Rewrite the items that follow, replacing every occurrence of "top-left corner" with "upper-left corner" and leaving everything else as it is.

- [Input data]
========

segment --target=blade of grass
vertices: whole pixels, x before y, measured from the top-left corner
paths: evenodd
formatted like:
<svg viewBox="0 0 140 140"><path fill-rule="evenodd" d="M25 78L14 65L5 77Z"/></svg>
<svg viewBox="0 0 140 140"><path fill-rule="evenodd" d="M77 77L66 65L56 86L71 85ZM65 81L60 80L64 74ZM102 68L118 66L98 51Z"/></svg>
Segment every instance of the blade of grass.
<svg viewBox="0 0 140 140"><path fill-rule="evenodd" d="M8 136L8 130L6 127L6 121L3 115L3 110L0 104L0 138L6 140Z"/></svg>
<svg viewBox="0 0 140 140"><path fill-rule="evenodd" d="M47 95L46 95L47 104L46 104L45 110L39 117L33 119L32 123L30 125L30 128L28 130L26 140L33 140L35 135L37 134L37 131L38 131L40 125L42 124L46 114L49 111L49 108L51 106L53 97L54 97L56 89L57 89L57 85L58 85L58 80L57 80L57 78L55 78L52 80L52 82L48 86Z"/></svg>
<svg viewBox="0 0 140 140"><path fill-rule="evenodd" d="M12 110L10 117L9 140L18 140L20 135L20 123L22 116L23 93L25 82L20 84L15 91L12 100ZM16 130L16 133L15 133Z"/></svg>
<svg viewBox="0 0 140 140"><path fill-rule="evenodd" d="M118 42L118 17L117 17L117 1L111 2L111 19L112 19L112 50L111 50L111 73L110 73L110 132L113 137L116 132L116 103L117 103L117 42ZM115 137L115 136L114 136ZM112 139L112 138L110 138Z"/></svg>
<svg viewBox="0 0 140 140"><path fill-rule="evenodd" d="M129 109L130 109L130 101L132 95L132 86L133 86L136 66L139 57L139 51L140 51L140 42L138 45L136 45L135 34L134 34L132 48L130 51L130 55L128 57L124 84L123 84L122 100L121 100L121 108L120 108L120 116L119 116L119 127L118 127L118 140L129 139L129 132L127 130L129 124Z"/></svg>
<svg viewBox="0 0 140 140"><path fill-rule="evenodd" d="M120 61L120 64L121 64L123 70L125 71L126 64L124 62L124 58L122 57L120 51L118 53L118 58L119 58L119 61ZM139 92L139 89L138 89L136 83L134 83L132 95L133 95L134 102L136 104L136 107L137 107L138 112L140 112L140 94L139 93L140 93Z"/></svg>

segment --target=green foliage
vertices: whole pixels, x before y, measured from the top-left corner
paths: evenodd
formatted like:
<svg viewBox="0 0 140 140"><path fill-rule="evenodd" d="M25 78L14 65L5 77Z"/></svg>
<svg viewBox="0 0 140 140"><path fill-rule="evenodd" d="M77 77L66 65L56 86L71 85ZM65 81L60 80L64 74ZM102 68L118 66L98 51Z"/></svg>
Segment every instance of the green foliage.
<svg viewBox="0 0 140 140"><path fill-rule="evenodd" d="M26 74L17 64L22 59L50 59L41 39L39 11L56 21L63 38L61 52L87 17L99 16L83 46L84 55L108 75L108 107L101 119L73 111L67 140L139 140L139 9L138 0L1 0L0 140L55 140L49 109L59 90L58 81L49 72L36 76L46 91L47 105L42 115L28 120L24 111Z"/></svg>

========

- [Solution to the problem]
segment --target=blade of grass
vertices: whole pixels, x before y, measured from the upper-left corner
paths: evenodd
formatted like:
<svg viewBox="0 0 140 140"><path fill-rule="evenodd" d="M25 78L14 65L5 77Z"/></svg>
<svg viewBox="0 0 140 140"><path fill-rule="evenodd" d="M77 77L66 65L56 86L71 85ZM65 81L60 80L64 74ZM102 68L118 66L98 51Z"/></svg>
Segment every instance of the blade of grass.
<svg viewBox="0 0 140 140"><path fill-rule="evenodd" d="M8 136L8 130L6 127L6 121L3 115L3 110L0 104L0 138L6 140Z"/></svg>
<svg viewBox="0 0 140 140"><path fill-rule="evenodd" d="M47 95L46 95L47 104L46 104L45 110L39 117L33 119L32 123L30 125L30 128L28 130L26 140L33 140L35 135L37 134L37 131L38 131L40 125L42 124L46 114L49 111L49 108L51 106L53 97L54 97L56 89L57 89L57 85L58 85L58 80L57 80L57 78L55 78L52 80L52 82L48 86Z"/></svg>
<svg viewBox="0 0 140 140"><path fill-rule="evenodd" d="M12 110L10 117L9 140L18 140L20 135L20 123L22 116L23 93L25 82L20 84L15 91L12 100ZM16 130L16 133L15 133Z"/></svg>
<svg viewBox="0 0 140 140"><path fill-rule="evenodd" d="M118 42L118 17L117 17L117 1L111 2L111 19L112 19L112 50L111 50L111 73L110 73L110 132L113 137L116 132L116 103L117 103L117 42ZM115 137L115 136L114 136ZM112 139L112 138L110 138Z"/></svg>
<svg viewBox="0 0 140 140"><path fill-rule="evenodd" d="M129 109L130 109L130 101L132 95L132 86L133 86L136 66L139 57L139 51L140 51L140 42L138 45L136 45L135 34L134 34L132 48L130 51L130 55L128 57L124 84L123 84L122 100L121 100L121 108L120 108L120 116L119 116L119 127L118 127L118 140L129 139L129 132L127 130L129 124Z"/></svg>
<svg viewBox="0 0 140 140"><path fill-rule="evenodd" d="M120 61L120 64L121 64L123 70L125 71L126 64L124 62L124 58L122 57L120 51L118 53L118 58L119 58L119 61ZM139 92L139 89L138 89L136 83L134 83L132 95L133 95L134 102L136 104L136 107L137 107L138 112L140 112L140 94L139 93L140 93Z"/></svg>

segment --target=green foliage
vertices: whole pixels, x before y, measured from the upper-left corner
paths: evenodd
formatted like:
<svg viewBox="0 0 140 140"><path fill-rule="evenodd" d="M25 78L14 65L5 77Z"/></svg>
<svg viewBox="0 0 140 140"><path fill-rule="evenodd" d="M77 77L66 65L56 86L71 85ZM65 81L60 80L64 74ZM102 68L118 66L98 51Z"/></svg>
Segment every instance of the green foliage.
<svg viewBox="0 0 140 140"><path fill-rule="evenodd" d="M26 74L17 64L22 59L50 59L41 39L39 11L56 21L63 38L61 52L87 17L99 16L83 46L84 55L108 75L108 107L101 119L73 111L67 140L139 140L139 9L138 0L1 0L0 140L55 140L49 109L59 90L58 81L49 72L36 76L46 91L47 105L42 115L28 120L24 111Z"/></svg>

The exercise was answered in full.